She went about about her work with the utmost confidence and ease. In order to make myself comfortable, I decided to strike up a conversation and introduced myself. She apologized and told me her name was Doris. I learned that Doris was in her 60s and had been fiddling with mammaries for 40 years. My comfort level went from nervousness to extreme calm. Fear not because Doris was in charge and she handled those controls as if she were a captain of a ship. Aye Captain.

I felt safe with Doris because she knew what she was doing. She made me feel comfortable. I was in and out of there in a flash. Holy compression! It’s all about compression……so sayeth the journal article on the wall. Compression has been her life, but I managed to get her to smile even if she seemed at the surface somewhat grumpy. Doris was cool in my book.

I smiled and said, you’re the best. And I sped off in my car with a thought of coming back next year. Can you believe that? Construction be damned. As long as Doris is there, I’ll be back next year and the year after. Now I get to go play poker in Boca Raton in August in association with a live auction for cancer prevention. More on that story later.

Stage Fright

Monday, July 7th, 2008

Stage Fright or ‘Fright Night’ as it sometimes feels like is something that I deal with constantly. It’s this little private war that goes on in my brain. The little grey cells deceive me. It’s similar to the nervousness that I get when flying in a plane but that’s whole separate conversation. It’s the fear of failure and/or high expectations. Somehow I manage to pull it all together, naked feelings and all.

When I’m on stage there are funny feelings in my stomach and I feel like one of those drones from George A. Romero’s Night of the Living Dead. It lasts for about 10 seconds than it goes away. During those 10 seconds all hell breaks loose in my head. Am I going to forget the lyrics? Am I going to stumble and fall over my own feet? Will I stutter? What if they don’t like me? Will I be able to open my mouth? And it lasts for just 10 seconds. I wrote a song about it. It’s called Dark Caverns.

But alas, I take my brain out of the deep freeze and do the job that I was called to do at that critical moment. I stand tall…… okay not so tall, and deliver. When I am in my element, which is when I am singing I am totally connected because I am doing what I truly enjoy the most. La Voz (the voice) takes over and the spirit of the moment is seized.

Those 10 seconds of fear are inevitable and so my goal is always how can I be totally prepared so I don’t have it to think or worry about my performance. For me that usually translates into practice, practice, practice. I can practice like a demon on steroids. No, I don’t do or condone the use of steroids but I do believe in drinking locally roasted coffee and it has to be the very best. Perhaps its part of the problem but I support my local Roasteria.

The other aspect of Stage Fright is wondering who is going to bother to come out and see me any way. It’s a Catch 22 situation. Besides, with the price of gas inching up to $5 a gallon, it’s a wonder we can all afford to go anywhere let alone to a concert. In fact, there is correlation between increased gas prices and my Stage Fright.

(Stored items)

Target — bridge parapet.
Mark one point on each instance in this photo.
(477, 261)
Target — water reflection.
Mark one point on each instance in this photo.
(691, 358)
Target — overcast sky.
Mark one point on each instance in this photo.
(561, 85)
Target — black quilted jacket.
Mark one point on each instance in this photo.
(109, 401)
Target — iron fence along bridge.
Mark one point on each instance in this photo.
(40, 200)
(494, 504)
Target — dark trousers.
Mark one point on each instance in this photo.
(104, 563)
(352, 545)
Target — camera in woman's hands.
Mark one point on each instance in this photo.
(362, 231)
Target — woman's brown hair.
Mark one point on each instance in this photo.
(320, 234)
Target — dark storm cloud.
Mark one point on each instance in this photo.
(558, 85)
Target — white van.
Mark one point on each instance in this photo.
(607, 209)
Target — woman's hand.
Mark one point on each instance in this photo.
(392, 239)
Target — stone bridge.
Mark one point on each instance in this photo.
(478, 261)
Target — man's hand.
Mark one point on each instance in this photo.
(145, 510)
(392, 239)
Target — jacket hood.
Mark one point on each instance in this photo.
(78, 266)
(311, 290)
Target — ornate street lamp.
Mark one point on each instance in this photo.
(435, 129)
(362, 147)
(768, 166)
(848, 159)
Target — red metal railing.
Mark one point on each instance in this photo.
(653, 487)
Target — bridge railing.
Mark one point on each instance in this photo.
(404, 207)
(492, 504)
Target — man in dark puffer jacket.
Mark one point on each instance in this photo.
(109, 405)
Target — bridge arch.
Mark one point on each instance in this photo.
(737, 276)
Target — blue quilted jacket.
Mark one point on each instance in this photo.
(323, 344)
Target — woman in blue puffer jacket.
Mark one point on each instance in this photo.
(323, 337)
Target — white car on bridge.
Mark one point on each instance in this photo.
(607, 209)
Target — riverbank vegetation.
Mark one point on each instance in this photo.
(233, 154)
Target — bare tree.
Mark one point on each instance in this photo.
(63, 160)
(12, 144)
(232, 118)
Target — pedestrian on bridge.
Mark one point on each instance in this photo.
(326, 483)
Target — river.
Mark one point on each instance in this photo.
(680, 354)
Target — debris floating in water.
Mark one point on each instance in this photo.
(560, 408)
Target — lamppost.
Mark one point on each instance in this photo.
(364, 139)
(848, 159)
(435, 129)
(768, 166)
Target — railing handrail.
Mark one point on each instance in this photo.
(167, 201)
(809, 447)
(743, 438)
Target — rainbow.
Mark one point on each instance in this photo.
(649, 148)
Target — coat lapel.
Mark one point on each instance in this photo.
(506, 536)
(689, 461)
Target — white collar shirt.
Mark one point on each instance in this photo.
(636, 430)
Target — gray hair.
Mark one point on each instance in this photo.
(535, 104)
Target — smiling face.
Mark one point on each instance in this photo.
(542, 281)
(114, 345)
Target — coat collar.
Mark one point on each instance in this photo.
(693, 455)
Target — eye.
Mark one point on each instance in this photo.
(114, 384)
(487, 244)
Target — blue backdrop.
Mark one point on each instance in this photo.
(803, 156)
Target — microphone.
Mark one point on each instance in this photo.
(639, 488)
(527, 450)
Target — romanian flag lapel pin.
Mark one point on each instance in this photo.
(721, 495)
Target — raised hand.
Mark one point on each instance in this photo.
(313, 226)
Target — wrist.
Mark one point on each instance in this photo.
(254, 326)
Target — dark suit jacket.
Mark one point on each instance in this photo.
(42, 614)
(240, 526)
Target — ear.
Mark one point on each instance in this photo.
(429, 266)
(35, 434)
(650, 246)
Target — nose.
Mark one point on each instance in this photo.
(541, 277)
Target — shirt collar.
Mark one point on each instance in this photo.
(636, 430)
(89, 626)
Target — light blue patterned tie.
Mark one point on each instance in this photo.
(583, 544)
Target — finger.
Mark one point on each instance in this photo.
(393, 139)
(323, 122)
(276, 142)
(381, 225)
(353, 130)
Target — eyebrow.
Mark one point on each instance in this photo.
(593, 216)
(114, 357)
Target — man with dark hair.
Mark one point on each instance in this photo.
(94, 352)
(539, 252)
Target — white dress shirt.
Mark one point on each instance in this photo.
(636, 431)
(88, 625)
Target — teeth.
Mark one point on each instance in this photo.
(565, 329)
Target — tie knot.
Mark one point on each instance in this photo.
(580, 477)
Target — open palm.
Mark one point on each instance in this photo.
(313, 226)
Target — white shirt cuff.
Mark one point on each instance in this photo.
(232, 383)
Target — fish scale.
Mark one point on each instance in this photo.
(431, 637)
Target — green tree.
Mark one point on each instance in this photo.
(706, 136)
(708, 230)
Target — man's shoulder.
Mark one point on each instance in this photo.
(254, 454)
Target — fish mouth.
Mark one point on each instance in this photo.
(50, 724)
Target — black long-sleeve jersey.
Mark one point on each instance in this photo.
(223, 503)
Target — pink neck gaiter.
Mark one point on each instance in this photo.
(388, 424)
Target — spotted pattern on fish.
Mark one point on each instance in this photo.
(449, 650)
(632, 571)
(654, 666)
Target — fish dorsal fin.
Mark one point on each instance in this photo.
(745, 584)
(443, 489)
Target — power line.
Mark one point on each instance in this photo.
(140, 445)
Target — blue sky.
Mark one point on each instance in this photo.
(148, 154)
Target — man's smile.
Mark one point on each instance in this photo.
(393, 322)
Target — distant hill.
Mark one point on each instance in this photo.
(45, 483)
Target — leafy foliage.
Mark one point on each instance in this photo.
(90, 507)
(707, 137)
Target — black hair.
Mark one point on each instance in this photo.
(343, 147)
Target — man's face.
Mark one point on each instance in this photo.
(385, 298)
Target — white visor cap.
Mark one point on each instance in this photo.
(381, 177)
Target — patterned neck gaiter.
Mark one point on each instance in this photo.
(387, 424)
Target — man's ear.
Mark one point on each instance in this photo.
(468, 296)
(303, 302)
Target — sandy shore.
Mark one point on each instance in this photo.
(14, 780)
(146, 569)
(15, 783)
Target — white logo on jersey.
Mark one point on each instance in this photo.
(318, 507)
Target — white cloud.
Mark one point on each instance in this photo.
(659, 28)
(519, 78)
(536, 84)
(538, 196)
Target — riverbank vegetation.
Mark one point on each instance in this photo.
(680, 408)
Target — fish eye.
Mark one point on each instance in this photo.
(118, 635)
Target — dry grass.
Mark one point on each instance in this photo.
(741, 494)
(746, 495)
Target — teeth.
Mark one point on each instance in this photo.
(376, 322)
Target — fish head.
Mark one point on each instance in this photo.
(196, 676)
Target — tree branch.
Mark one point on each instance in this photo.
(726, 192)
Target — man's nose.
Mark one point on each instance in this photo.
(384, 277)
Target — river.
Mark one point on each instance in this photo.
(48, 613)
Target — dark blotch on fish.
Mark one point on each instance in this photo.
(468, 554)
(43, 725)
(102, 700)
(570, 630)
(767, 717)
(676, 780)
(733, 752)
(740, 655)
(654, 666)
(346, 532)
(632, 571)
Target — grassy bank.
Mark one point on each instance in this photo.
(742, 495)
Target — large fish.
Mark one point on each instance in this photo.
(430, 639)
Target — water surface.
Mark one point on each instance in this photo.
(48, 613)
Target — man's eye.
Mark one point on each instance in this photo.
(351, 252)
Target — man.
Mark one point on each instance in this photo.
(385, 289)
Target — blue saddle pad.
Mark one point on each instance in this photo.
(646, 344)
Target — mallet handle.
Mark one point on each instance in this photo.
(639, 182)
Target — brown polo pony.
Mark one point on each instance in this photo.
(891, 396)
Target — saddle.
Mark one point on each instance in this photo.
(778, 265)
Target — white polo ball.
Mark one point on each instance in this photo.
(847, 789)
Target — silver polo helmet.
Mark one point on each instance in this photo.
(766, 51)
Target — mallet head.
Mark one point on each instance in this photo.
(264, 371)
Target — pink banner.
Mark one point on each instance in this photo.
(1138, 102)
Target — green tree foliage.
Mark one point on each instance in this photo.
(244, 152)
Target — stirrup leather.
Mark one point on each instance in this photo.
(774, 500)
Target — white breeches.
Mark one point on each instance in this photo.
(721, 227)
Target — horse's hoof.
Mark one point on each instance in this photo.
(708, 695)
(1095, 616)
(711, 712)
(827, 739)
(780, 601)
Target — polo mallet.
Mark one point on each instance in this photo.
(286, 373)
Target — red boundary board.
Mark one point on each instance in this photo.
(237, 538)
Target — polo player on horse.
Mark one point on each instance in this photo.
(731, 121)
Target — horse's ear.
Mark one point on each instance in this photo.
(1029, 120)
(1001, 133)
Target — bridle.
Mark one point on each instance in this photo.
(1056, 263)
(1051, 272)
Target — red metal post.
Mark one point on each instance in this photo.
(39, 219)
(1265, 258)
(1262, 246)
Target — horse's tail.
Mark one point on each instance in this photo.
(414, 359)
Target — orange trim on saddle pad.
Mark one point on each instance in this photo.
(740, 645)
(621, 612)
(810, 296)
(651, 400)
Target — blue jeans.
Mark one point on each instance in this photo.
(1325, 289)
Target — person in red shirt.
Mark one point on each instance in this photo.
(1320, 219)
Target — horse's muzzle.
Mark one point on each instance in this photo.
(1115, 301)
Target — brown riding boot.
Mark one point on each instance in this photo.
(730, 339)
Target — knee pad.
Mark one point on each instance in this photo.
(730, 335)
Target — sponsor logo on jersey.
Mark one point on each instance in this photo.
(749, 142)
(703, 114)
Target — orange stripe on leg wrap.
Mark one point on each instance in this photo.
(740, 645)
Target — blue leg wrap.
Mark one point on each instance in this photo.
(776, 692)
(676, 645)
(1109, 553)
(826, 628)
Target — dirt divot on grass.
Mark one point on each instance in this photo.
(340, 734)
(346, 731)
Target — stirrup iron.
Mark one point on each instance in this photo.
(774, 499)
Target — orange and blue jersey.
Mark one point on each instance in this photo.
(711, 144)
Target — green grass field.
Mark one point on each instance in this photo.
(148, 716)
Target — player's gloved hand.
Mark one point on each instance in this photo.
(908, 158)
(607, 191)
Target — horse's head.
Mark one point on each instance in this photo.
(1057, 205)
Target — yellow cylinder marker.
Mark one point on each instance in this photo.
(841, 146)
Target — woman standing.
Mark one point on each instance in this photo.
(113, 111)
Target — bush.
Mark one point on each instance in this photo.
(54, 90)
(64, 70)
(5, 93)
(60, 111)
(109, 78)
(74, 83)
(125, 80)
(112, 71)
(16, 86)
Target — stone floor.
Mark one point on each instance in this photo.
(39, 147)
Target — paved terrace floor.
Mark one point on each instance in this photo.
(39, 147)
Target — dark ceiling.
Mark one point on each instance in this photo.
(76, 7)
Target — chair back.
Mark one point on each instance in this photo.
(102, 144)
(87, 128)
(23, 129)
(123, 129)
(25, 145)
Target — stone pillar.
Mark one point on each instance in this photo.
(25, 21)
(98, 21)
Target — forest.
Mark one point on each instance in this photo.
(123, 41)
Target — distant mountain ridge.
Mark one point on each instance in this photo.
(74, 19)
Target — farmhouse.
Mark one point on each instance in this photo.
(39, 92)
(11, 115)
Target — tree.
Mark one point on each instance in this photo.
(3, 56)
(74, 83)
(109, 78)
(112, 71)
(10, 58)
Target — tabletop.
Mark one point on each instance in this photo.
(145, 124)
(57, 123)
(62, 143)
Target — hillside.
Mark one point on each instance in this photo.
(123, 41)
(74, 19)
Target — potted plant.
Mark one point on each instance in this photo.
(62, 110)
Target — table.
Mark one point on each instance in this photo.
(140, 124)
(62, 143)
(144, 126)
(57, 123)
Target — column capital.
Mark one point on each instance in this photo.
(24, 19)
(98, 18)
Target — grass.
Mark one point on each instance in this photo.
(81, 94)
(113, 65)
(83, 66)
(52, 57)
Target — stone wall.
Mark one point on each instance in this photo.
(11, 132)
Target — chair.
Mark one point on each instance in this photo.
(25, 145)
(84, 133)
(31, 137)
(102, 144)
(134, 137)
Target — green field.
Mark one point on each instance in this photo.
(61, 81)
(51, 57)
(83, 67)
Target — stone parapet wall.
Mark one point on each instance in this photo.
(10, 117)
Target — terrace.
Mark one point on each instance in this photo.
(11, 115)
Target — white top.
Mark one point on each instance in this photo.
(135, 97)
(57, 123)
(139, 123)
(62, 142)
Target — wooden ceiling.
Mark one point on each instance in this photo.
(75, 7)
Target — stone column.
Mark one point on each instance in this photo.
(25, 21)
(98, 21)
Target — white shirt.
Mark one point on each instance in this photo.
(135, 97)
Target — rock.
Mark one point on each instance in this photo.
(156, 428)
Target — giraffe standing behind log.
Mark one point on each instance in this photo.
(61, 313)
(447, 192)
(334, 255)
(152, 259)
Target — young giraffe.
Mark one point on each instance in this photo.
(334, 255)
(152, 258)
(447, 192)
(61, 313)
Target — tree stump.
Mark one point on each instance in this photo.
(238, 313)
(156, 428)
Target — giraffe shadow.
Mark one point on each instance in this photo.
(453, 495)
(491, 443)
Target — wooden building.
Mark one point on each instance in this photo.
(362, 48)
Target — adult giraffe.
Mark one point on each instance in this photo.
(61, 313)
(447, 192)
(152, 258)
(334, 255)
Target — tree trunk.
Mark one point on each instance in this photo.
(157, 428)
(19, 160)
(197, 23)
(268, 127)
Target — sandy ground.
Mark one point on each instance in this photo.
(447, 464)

**PROMPT:** Reproduce the blog text word for word, everything from "She went about" down to "ship. Aye Captain.".

**ANSWER SECTION:**
She went about about her work with the utmost confidence and ease. In order to make myself comfortable, I decided to strike up a conversation and introduced myself. She apologized and told me her name was Doris. I learned that Doris was in her 60s and had been fiddling with mammaries for 40 years. My comfort level went from nervousness to extreme calm. Fear not because Doris was in charge and she handled those controls as if she were a captain of a ship. Aye Captain.